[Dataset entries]
◆ ◆ ◆ ◆
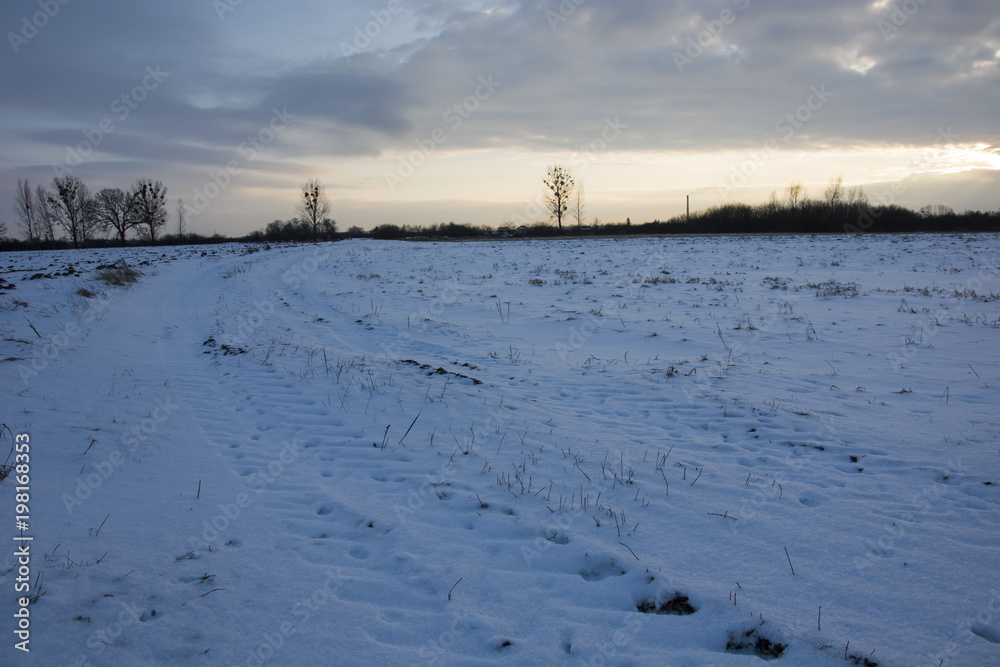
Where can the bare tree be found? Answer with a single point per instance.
(795, 195)
(45, 217)
(150, 200)
(181, 221)
(69, 206)
(560, 183)
(579, 205)
(115, 210)
(314, 205)
(834, 193)
(26, 210)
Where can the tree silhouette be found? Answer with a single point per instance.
(314, 206)
(560, 183)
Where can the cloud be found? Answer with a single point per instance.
(712, 77)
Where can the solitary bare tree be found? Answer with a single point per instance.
(560, 183)
(45, 219)
(150, 201)
(181, 220)
(116, 211)
(795, 195)
(314, 205)
(70, 207)
(26, 210)
(579, 205)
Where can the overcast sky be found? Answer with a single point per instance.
(437, 110)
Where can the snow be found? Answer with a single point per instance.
(496, 452)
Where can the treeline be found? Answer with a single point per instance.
(68, 207)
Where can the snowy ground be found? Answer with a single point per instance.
(482, 453)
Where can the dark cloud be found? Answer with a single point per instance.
(700, 76)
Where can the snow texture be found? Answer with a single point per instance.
(668, 451)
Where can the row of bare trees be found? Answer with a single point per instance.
(69, 206)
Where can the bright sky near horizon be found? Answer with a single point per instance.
(450, 110)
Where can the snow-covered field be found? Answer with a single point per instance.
(513, 452)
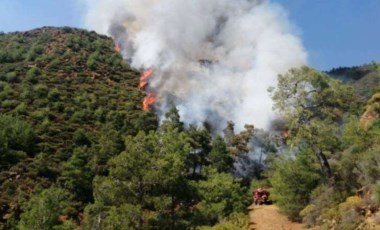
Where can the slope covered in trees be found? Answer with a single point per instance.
(329, 173)
(77, 149)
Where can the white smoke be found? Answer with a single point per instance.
(213, 59)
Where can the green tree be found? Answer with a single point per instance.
(219, 196)
(220, 157)
(16, 140)
(172, 121)
(238, 144)
(313, 105)
(148, 174)
(77, 176)
(293, 180)
(43, 209)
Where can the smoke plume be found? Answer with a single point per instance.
(213, 59)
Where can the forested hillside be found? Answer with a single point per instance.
(77, 150)
(329, 174)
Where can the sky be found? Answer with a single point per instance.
(334, 32)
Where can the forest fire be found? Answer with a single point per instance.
(144, 78)
(149, 100)
(117, 47)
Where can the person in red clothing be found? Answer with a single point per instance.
(261, 196)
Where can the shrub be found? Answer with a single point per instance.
(293, 180)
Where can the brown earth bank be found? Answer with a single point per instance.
(268, 217)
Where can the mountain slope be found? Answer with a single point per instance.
(72, 91)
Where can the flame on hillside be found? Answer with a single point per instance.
(117, 48)
(149, 101)
(145, 78)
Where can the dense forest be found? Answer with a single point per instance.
(77, 150)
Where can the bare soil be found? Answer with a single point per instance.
(268, 217)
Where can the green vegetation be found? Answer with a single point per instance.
(78, 152)
(327, 127)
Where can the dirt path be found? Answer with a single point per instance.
(267, 217)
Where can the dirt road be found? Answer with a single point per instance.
(267, 217)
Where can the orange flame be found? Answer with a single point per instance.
(145, 77)
(149, 100)
(117, 48)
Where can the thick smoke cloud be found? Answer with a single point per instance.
(213, 59)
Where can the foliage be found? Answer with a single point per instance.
(293, 180)
(57, 115)
(43, 209)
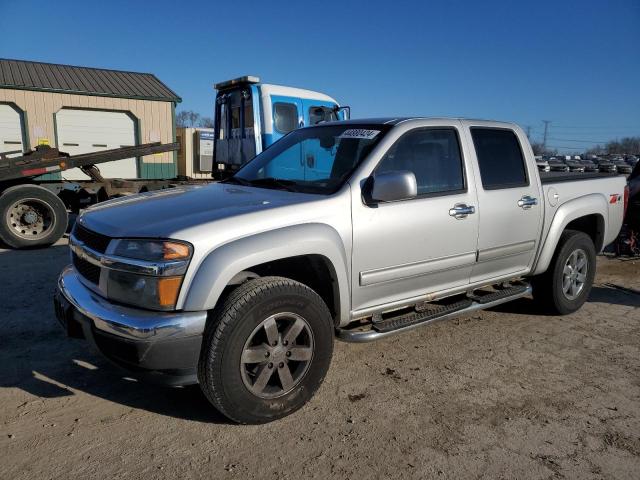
◆ ◆ ◆ ◆
*Exercise objective*:
Leave the pictures out and copy the rest of the data exactly.

*Task response*:
Where can the bare tree be found? Answer with a single point per instance.
(795, 195)
(45, 217)
(150, 200)
(181, 221)
(69, 206)
(560, 183)
(579, 205)
(115, 210)
(314, 205)
(834, 193)
(26, 210)
Where can the tree silhouette be found? Answer with a single point per instance.
(314, 206)
(560, 183)
Where can the cloud be found? Answer with a single point per instance.
(712, 77)
Where can the solitary bare tree be found? Answer with a single point per instance.
(560, 183)
(45, 219)
(150, 201)
(181, 220)
(116, 211)
(795, 195)
(314, 205)
(70, 207)
(26, 210)
(579, 205)
Where can the overcast sky be found? Answer with a single point per instance.
(437, 110)
Where can the snow be found? Answer with a single point per instance.
(496, 452)
Where can the treeline be found? Answer with a single point per instance.
(68, 207)
Where can the snowy ground be found? Answer with a single point per instance.
(482, 453)
Where can the dark cloud be found? Answer with a single point per instance.
(700, 76)
Where can the snow texture be found? Answer with a single point per instance.
(668, 451)
Where can the row of bare trees be found? Answer with a single point per instance.
(69, 206)
Where can the bright sky near horizon be found? Answer with a single point per instance.
(450, 110)
Where can the snow-covered field be found? Answer with a single point per instance.
(513, 452)
Where can the slope covered in trees be found? Answer with a single point per instance.
(329, 173)
(77, 149)
Where can the white smoke be found? Answer with a single point per instance.
(213, 59)
Where can the green tree be found? Answer with a single point per instance.
(219, 196)
(220, 157)
(16, 140)
(172, 121)
(238, 144)
(313, 105)
(148, 174)
(77, 176)
(293, 180)
(43, 209)
Where can the smoke plume be found? Answer with a single point per instance.
(213, 59)
Where can the forested hillside be found? Answer with a single point per instance.
(77, 150)
(329, 174)
Where can the sky be found? Answer with a single point per instance.
(334, 32)
Where can the forest fire be found? Answer with a single point per instance.
(144, 78)
(149, 100)
(117, 47)
Where can the person in red clothing be found? Answer with a single point per instance.
(261, 196)
Where can the shrub be found? Answer with a single point per instance.
(293, 180)
Where can the brown earth bank be found? Answer with a single point per instance.
(268, 217)
Where can the mountain slope be found? Answer with a single point per instance.
(72, 91)
Where can the flame on hillside be found? Answer with a single point per instance.
(117, 48)
(149, 101)
(145, 78)
Where can the dense forest be found? Answer with a single point per instance.
(77, 150)
Where can the bare soil be found? Answer with a single point per instance.
(268, 217)
Where can the green vegetation be found? Answer with a single point per instance.
(78, 152)
(327, 127)
Where can the dirt path be found? Answer with a single point per instance.
(267, 217)
Where can the dirt road be found? Answer with a single point per instance.
(267, 217)
Where can the orange flame be found? Answer with a single point per instance.
(145, 77)
(149, 100)
(117, 48)
Where can the thick smoke cloud be found? Answer with a single point per instance.
(213, 59)
Where can the foliage be found? Answer with a single point per instance.
(293, 180)
(57, 115)
(43, 209)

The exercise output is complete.